[INPUT DATA]
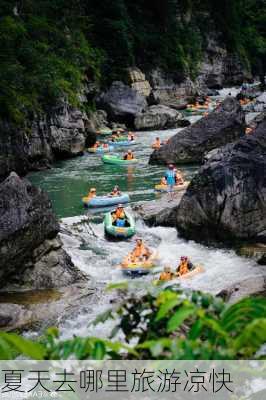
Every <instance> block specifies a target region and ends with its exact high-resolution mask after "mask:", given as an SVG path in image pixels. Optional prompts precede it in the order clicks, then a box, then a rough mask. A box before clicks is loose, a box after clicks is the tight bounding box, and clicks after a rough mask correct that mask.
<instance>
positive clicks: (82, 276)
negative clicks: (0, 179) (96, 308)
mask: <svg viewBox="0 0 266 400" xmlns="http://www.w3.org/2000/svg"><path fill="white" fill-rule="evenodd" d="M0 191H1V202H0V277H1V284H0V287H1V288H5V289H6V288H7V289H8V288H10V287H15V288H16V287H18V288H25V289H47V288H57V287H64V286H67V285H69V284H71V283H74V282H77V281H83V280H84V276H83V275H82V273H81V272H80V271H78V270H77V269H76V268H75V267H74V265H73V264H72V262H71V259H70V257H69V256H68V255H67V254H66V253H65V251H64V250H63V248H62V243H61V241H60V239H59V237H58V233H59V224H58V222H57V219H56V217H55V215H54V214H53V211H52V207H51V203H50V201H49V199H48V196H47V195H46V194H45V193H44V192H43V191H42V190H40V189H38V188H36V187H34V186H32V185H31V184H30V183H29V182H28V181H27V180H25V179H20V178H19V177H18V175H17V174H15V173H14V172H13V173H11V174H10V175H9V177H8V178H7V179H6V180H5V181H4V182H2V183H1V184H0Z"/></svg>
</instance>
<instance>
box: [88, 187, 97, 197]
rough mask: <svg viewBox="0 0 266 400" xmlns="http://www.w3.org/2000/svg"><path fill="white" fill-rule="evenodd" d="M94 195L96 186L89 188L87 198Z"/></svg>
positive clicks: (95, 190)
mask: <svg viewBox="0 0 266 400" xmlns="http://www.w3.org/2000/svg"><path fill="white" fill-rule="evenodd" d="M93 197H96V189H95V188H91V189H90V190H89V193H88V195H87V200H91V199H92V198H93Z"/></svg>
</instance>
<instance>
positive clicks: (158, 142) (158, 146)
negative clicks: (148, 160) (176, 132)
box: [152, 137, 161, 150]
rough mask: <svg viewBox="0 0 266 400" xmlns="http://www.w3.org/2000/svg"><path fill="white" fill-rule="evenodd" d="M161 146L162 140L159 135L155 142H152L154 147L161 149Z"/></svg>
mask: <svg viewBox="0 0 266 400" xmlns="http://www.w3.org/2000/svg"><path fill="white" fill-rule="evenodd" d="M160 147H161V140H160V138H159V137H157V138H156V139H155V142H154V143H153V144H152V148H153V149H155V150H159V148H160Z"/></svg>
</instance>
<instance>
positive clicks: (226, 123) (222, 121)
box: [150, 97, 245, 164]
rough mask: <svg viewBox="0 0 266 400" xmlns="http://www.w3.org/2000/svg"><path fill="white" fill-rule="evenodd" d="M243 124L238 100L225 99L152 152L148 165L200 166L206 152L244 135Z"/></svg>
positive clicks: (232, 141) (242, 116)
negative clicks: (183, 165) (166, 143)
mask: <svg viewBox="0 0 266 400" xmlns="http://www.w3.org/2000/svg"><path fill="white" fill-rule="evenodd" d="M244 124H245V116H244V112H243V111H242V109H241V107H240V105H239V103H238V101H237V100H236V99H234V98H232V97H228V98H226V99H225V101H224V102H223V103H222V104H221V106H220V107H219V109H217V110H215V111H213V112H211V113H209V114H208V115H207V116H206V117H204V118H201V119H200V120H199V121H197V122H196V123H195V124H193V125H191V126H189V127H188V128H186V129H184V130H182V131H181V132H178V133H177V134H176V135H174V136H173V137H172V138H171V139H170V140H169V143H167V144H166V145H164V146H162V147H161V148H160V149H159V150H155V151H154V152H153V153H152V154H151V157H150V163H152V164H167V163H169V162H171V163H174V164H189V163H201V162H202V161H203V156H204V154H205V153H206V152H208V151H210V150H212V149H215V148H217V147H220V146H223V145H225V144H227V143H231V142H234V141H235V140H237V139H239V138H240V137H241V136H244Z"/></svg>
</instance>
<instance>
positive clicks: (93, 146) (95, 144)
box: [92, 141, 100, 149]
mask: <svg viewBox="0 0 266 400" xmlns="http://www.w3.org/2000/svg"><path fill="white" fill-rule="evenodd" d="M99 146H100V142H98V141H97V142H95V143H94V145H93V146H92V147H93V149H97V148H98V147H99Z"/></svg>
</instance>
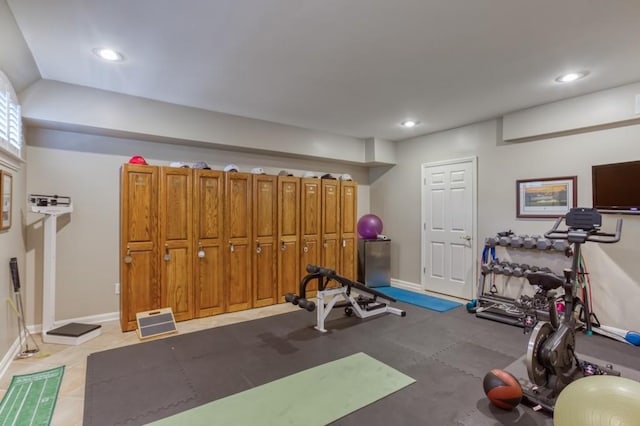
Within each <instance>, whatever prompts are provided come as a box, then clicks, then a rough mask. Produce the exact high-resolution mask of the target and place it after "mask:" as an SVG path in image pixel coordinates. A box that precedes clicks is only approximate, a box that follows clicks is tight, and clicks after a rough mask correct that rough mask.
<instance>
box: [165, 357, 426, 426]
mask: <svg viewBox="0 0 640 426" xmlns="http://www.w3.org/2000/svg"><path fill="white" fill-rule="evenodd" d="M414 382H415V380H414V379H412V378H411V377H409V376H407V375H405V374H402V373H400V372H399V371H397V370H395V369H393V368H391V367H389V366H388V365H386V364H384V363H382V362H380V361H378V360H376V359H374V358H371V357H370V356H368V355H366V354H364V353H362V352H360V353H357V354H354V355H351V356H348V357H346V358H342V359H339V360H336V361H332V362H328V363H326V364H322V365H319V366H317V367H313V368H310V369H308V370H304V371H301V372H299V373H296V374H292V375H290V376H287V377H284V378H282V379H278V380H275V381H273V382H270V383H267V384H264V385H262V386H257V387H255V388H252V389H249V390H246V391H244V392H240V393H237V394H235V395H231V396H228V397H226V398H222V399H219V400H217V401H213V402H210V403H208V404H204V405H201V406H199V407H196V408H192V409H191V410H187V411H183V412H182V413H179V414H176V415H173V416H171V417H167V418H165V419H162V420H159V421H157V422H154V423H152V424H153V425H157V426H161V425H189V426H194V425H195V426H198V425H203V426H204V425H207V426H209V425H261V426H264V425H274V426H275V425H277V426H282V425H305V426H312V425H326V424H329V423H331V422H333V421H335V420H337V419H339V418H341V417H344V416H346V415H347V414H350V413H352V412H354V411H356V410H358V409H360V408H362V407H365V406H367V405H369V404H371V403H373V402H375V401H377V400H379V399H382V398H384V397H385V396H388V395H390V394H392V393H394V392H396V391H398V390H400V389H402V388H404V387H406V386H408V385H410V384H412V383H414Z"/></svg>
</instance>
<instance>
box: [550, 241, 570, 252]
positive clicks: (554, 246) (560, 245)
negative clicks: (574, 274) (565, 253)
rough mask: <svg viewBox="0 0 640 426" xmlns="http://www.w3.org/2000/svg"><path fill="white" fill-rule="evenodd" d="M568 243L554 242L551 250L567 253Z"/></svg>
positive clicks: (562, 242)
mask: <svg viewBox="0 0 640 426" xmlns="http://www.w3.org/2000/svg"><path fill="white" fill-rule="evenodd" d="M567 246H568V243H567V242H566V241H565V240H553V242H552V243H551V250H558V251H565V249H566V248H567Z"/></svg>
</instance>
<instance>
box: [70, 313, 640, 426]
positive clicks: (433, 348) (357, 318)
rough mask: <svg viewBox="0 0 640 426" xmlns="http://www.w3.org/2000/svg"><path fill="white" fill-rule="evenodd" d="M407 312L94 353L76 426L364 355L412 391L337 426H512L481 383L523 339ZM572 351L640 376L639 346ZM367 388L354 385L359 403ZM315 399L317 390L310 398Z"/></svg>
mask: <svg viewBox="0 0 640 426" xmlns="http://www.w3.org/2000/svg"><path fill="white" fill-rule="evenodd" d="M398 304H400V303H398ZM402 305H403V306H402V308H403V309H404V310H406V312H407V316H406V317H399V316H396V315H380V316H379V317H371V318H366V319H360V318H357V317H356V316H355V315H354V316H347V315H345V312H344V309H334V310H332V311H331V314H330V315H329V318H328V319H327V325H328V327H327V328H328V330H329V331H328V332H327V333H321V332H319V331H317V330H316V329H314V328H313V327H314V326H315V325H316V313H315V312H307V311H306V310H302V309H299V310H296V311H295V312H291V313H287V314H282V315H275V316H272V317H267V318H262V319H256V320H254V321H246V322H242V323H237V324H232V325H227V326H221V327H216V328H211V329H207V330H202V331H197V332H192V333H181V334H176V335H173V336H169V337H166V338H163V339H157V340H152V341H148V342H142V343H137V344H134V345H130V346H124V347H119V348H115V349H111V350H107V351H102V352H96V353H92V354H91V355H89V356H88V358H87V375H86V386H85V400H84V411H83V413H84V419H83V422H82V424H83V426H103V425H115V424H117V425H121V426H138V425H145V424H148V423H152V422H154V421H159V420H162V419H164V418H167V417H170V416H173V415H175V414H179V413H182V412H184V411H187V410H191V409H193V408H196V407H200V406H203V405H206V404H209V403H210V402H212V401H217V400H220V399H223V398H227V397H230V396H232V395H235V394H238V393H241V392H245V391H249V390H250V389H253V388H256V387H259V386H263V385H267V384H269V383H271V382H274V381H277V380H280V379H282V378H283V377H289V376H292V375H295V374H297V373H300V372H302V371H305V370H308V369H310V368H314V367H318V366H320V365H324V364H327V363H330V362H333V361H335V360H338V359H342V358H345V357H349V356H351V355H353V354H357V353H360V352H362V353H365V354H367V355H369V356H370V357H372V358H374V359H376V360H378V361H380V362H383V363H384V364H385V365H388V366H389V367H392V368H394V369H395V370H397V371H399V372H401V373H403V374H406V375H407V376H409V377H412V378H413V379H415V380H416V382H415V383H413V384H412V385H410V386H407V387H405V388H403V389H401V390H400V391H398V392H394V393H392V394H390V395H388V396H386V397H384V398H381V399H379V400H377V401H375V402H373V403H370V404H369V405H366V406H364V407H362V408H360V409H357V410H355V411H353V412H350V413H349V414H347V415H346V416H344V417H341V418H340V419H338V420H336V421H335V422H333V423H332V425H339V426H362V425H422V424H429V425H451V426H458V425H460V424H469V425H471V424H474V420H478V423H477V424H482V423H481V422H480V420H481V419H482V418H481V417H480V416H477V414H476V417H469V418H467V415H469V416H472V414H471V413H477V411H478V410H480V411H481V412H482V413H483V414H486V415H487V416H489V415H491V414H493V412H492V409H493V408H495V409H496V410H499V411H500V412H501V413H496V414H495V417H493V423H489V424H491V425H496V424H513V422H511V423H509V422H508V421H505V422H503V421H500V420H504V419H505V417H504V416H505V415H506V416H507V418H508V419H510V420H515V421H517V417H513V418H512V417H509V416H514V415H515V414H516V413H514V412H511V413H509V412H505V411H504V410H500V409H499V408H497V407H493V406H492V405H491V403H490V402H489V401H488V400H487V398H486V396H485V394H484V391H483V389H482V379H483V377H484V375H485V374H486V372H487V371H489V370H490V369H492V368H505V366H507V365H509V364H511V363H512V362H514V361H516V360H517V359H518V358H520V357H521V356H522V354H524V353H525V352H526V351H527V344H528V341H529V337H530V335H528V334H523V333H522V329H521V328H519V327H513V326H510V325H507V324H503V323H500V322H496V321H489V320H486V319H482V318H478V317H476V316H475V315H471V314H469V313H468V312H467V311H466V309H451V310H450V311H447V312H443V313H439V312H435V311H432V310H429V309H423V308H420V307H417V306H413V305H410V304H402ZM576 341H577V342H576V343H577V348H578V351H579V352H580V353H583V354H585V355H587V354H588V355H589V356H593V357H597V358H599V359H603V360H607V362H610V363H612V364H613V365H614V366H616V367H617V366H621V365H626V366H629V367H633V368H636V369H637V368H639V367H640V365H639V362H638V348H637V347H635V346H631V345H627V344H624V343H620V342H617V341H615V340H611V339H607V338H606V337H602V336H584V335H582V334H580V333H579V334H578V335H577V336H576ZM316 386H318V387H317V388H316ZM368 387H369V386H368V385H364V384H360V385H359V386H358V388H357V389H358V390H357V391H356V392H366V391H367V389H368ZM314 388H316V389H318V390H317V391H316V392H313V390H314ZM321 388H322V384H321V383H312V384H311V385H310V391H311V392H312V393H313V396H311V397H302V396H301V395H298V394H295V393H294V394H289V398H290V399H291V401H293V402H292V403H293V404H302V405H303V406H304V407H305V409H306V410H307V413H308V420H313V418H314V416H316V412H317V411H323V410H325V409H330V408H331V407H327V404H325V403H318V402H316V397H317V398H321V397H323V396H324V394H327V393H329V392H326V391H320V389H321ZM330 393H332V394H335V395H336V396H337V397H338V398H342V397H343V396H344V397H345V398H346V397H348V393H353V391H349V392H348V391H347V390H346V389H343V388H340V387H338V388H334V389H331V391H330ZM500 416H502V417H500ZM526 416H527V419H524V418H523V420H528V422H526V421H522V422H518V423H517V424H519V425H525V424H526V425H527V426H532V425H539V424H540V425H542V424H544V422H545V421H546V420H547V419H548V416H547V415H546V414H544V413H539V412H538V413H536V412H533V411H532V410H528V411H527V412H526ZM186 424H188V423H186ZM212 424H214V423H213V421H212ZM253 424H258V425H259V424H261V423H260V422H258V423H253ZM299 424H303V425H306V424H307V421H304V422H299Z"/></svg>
[/INPUT DATA]
[INPUT DATA]
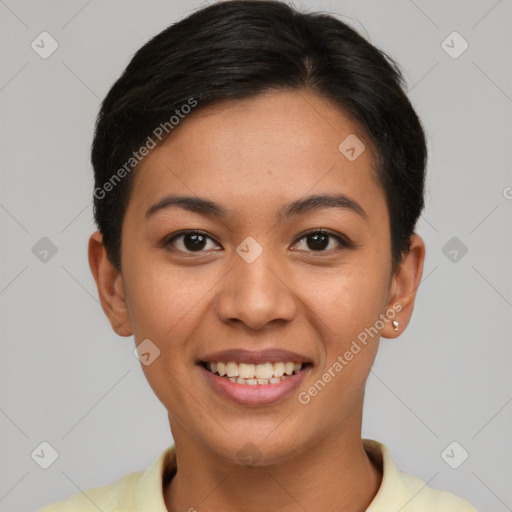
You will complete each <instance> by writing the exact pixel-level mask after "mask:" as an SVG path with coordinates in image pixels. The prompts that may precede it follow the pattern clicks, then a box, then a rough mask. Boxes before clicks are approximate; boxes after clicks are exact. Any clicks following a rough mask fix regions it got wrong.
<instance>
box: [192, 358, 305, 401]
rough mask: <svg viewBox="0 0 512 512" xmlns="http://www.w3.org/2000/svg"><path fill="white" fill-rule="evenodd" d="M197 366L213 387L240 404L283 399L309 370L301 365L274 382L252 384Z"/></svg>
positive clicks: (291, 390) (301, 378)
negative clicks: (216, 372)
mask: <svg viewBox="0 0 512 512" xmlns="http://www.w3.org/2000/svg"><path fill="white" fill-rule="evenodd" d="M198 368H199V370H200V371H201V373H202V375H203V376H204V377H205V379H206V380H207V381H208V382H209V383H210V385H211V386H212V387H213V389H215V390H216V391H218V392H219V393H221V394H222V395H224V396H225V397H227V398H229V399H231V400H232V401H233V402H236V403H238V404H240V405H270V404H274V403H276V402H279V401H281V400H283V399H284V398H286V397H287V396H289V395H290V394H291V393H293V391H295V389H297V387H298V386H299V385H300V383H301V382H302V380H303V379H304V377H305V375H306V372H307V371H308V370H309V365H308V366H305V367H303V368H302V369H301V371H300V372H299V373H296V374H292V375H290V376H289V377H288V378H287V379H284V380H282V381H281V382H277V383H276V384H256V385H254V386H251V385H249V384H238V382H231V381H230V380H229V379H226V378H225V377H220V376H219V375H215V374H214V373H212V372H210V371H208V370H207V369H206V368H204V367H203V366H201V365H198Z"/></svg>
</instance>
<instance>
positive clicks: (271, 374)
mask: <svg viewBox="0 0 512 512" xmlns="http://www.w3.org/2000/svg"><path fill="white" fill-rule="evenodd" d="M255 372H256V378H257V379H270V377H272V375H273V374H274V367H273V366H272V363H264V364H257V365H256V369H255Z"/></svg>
[/INPUT DATA]
Each line of the entries above that contains "before" is to be copied.

◆ EXERCISE RESULT ◆
Every <instance> block specifies a target region and ends with its exact high-resolution mask after "mask:", given as an SVG path in image pixels. Optional prompts precede it in the order clicks, then a box, then a rough mask. A box before clicks is loose, a box after clicks is the tight bounding box, and clicks after a rough mask correct that mask.
You will complete each <instance> by writing the exact pixel-level mask after "mask:" as an SVG path with coordinates in image pixels. The prompts that may precede it follow the pattern clicks, then a box, then a rough mask. Boxes before clicks are approximate; boxes after clicks are exact. Any clicks following a rough mask fix regions it got wrong.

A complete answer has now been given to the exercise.